■ To do: Your task is to repeat the records exactly from the line containing "Exercise. Point to the green vegetation" onward, through the final line.
==== Information shown
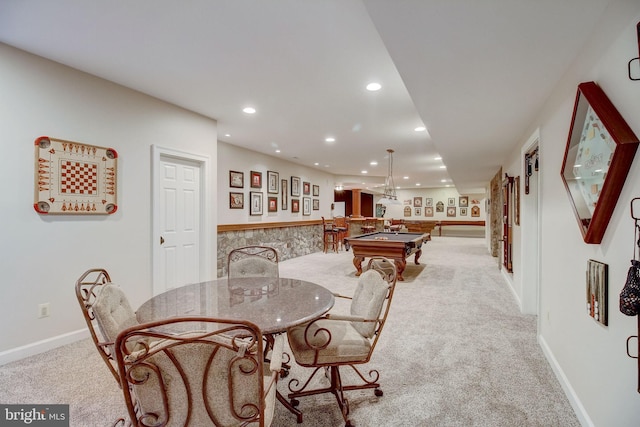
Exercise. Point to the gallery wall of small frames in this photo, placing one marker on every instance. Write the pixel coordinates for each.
(453, 208)
(282, 194)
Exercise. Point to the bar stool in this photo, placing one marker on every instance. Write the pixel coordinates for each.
(340, 224)
(368, 225)
(330, 236)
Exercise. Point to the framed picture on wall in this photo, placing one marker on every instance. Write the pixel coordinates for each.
(284, 194)
(256, 203)
(236, 200)
(273, 179)
(272, 203)
(295, 186)
(256, 179)
(306, 206)
(236, 179)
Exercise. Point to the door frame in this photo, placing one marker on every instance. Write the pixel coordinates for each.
(157, 155)
(530, 235)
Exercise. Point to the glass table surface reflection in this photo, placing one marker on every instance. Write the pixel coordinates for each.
(273, 304)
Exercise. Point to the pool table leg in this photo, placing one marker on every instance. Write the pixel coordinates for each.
(357, 262)
(418, 253)
(400, 265)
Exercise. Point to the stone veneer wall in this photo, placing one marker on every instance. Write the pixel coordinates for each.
(289, 242)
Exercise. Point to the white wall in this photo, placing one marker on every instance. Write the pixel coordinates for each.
(233, 158)
(590, 359)
(43, 255)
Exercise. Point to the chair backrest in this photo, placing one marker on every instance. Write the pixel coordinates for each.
(106, 310)
(196, 372)
(253, 261)
(373, 295)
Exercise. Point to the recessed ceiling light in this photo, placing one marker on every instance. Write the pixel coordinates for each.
(373, 86)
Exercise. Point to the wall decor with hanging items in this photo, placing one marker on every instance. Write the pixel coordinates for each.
(599, 152)
(630, 294)
(74, 178)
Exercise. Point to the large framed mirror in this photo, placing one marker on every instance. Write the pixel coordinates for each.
(600, 150)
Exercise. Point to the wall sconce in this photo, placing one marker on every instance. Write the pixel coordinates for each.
(638, 58)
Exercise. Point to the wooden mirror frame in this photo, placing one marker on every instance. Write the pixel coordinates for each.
(594, 198)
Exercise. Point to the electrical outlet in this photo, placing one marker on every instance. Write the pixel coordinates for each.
(43, 310)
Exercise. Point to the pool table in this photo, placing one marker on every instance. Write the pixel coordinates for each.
(396, 246)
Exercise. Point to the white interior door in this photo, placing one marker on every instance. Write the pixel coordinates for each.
(178, 220)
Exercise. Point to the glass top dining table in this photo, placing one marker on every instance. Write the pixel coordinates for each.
(273, 304)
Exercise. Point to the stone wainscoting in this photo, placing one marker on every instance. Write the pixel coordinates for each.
(291, 239)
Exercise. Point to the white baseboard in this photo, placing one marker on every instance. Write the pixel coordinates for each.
(38, 347)
(508, 278)
(577, 406)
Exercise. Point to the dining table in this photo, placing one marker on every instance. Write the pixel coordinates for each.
(274, 304)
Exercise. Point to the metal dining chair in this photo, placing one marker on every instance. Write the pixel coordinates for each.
(336, 341)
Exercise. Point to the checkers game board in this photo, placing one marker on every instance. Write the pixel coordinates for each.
(74, 178)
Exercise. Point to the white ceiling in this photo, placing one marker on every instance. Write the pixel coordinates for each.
(474, 72)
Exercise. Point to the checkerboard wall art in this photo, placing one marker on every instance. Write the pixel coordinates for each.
(74, 178)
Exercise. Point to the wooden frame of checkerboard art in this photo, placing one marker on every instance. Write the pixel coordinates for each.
(74, 178)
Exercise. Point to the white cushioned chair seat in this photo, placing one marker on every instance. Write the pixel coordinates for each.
(113, 311)
(347, 344)
(367, 301)
(209, 369)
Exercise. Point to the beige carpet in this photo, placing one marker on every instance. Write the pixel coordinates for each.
(455, 352)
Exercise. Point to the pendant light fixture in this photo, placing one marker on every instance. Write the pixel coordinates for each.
(389, 197)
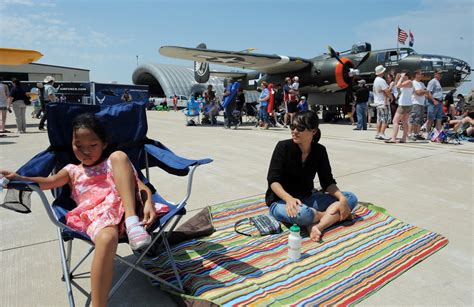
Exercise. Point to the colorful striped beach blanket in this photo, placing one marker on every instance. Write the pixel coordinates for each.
(352, 262)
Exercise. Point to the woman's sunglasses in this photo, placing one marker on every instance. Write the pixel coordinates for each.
(300, 128)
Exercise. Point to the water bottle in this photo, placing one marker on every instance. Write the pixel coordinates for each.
(3, 182)
(294, 243)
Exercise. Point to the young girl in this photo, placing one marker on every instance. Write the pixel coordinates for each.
(106, 191)
(405, 84)
(293, 167)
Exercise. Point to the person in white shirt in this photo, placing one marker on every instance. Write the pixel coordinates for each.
(4, 94)
(418, 109)
(405, 105)
(435, 102)
(381, 102)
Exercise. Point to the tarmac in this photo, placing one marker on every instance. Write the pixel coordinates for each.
(426, 184)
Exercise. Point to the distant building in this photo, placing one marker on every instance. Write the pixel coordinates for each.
(37, 72)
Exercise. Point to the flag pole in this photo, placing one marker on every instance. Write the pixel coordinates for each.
(398, 48)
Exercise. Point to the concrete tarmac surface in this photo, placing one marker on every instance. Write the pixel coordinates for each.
(426, 184)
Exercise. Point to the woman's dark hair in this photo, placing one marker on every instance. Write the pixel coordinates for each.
(309, 120)
(90, 121)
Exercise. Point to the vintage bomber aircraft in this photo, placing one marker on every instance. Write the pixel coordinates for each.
(326, 79)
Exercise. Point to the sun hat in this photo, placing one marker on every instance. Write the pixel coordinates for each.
(379, 70)
(49, 79)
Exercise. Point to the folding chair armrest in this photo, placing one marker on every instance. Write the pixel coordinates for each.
(21, 185)
(172, 160)
(34, 187)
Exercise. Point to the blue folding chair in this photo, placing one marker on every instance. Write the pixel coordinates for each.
(127, 127)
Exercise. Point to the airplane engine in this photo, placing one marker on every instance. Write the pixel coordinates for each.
(331, 75)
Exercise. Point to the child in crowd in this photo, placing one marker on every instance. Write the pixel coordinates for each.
(108, 194)
(294, 88)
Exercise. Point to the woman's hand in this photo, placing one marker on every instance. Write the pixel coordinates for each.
(342, 209)
(292, 206)
(149, 214)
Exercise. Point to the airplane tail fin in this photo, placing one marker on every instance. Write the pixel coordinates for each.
(201, 69)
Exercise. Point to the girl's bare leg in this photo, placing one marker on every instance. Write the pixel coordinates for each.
(102, 270)
(124, 181)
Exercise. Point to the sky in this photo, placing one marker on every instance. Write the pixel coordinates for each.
(109, 37)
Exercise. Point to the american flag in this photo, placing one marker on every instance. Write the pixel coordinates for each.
(402, 36)
(411, 42)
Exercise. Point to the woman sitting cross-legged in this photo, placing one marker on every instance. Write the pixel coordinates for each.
(293, 167)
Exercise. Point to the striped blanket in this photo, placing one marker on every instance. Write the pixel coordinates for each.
(352, 262)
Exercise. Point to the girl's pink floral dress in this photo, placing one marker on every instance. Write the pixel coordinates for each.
(98, 202)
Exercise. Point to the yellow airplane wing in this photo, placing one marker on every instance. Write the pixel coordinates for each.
(13, 56)
(266, 63)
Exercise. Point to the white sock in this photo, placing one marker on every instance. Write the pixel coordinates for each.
(133, 220)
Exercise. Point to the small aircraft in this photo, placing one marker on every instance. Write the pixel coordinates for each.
(14, 56)
(326, 79)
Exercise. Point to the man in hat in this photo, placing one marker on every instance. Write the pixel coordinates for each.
(381, 102)
(434, 107)
(49, 96)
(361, 100)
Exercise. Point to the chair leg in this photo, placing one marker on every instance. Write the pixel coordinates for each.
(65, 267)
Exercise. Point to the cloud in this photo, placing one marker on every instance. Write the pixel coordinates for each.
(439, 27)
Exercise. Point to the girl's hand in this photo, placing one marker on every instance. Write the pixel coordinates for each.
(149, 214)
(9, 175)
(342, 209)
(292, 206)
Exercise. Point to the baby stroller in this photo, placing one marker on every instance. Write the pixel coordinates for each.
(250, 112)
(192, 112)
(210, 111)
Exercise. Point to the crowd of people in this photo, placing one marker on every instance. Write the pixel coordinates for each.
(408, 104)
(15, 100)
(276, 106)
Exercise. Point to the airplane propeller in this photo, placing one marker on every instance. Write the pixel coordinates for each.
(352, 71)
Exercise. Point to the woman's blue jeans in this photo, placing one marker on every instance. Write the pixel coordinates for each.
(305, 216)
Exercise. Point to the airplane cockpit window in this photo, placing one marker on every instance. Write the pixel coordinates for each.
(404, 53)
(426, 65)
(381, 57)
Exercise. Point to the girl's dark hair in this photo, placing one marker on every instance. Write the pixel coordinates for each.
(309, 120)
(90, 121)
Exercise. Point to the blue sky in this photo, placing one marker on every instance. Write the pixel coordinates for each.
(105, 36)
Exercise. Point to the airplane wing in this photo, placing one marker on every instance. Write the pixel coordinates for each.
(266, 63)
(228, 74)
(13, 56)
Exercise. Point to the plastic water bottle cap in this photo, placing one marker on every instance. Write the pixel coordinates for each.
(295, 228)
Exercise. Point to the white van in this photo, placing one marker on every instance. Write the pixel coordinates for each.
(182, 101)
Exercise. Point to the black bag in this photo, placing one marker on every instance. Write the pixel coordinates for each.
(27, 100)
(265, 224)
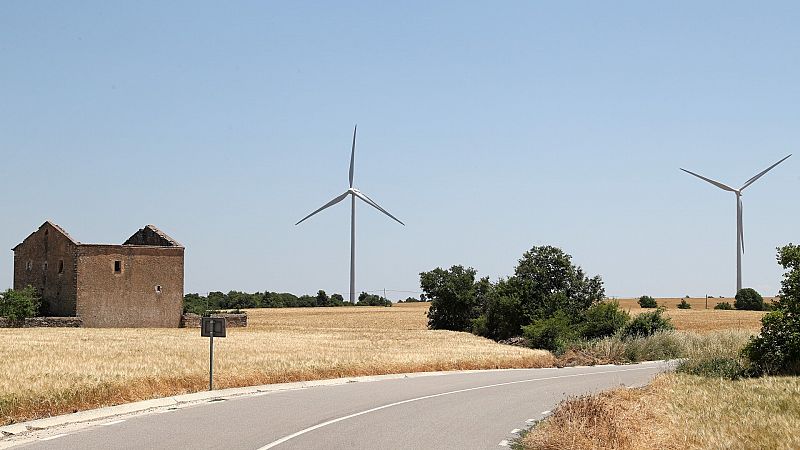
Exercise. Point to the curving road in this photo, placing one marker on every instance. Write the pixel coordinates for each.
(477, 410)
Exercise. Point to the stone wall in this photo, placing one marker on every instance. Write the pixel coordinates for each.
(191, 320)
(42, 322)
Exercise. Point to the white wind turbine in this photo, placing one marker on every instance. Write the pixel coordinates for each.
(739, 228)
(353, 193)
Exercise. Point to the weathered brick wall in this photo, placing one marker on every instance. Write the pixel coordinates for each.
(42, 322)
(191, 320)
(51, 258)
(130, 298)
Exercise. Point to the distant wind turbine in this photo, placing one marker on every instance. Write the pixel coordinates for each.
(353, 193)
(739, 228)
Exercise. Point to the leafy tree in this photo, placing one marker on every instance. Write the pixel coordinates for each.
(452, 296)
(647, 324)
(603, 319)
(646, 301)
(749, 299)
(323, 299)
(777, 349)
(546, 281)
(337, 300)
(19, 304)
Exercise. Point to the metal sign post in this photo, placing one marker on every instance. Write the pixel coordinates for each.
(211, 327)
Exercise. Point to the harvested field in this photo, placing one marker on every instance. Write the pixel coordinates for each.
(678, 412)
(699, 319)
(49, 371)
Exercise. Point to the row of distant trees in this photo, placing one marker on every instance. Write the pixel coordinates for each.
(199, 304)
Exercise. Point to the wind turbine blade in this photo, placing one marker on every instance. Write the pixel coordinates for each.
(326, 205)
(752, 180)
(740, 223)
(715, 183)
(372, 203)
(353, 154)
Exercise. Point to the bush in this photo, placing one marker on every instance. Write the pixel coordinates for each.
(19, 304)
(748, 299)
(646, 301)
(777, 350)
(646, 324)
(603, 319)
(714, 367)
(554, 333)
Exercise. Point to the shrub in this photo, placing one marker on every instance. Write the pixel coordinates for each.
(603, 319)
(748, 299)
(714, 367)
(19, 304)
(646, 324)
(646, 301)
(777, 349)
(554, 333)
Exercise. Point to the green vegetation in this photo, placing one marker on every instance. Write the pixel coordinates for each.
(646, 301)
(776, 351)
(748, 299)
(18, 304)
(195, 303)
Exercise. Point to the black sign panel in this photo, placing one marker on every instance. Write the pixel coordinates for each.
(215, 324)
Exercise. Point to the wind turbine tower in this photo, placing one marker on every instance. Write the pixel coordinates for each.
(353, 193)
(739, 227)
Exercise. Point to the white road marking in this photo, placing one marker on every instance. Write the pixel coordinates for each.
(112, 423)
(50, 438)
(425, 397)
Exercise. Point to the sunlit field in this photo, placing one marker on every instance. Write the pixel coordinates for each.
(49, 371)
(700, 319)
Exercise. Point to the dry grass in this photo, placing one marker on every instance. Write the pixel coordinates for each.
(678, 411)
(53, 371)
(699, 319)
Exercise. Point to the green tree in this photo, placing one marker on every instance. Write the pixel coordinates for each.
(323, 299)
(546, 281)
(777, 349)
(19, 304)
(749, 299)
(452, 295)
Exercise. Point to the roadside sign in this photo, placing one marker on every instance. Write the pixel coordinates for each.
(211, 327)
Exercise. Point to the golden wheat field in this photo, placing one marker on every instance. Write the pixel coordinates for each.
(699, 319)
(678, 411)
(49, 371)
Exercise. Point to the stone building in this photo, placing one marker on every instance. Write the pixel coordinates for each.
(136, 284)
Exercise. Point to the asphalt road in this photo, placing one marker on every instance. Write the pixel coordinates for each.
(454, 411)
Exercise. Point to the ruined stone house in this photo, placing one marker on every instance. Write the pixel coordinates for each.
(136, 284)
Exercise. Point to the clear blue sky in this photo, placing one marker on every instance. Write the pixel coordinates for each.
(487, 127)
========
■ Finished answer:
Exercise. Point to the green vegetation in this photo, placing one marker on every instance. Write the pixel coordinates for each.
(646, 301)
(776, 351)
(748, 299)
(18, 304)
(195, 303)
Exercise. Point to the black sign panel in this photo, placing one marker on every instance. Write the pixel coordinates for each.
(215, 324)
Exercise. Point to the wind turbine tower in this photo, placing one marker on every instance. Write the pixel coordinates for each.
(353, 193)
(739, 227)
Exercise. Point to the white road marking in this photo, placing one marker on every instance. Write the pixel coordinates for each.
(112, 423)
(50, 438)
(425, 397)
Exercise. Point to the sunlit field in this photo, placing one marker on every instance. Write the pixel coordinates for each.
(49, 371)
(700, 319)
Exercise. Point to the dry grass in this photo, placing one marker on every instance. Write the pixel coordinates for each.
(678, 411)
(53, 371)
(699, 319)
Exercise. Point to the green tree in this photo, placing one marker on every instance. Write the pixel coordinates for each.
(323, 299)
(546, 281)
(777, 349)
(19, 304)
(749, 299)
(452, 295)
Exercise. Point to the roadside sign in this photo, placing one marker on every instance. Write the pixel coordinates for each.
(211, 327)
Exercise. Point to the golden wheat field in this photo, placing one marker on every instance. Write the pixel coordinates for each.
(699, 319)
(678, 411)
(49, 371)
Exercise. Point to the stone building in this photo, placing one marker on every instance. Write the pixel coordinates for each.
(136, 284)
Exercise. Point to the asphalt road in this photo, placing one marker on every instance. Write the pixel coordinates for each.
(454, 411)
Exercise. Point to the ruined stone house in this photo, placing one marker on every instance. Write the pixel coordinates for each.
(136, 284)
Exercise. Point to the clear blue sky in this photo, placing one marker on every instance. Write the pixel coordinates for each.
(487, 127)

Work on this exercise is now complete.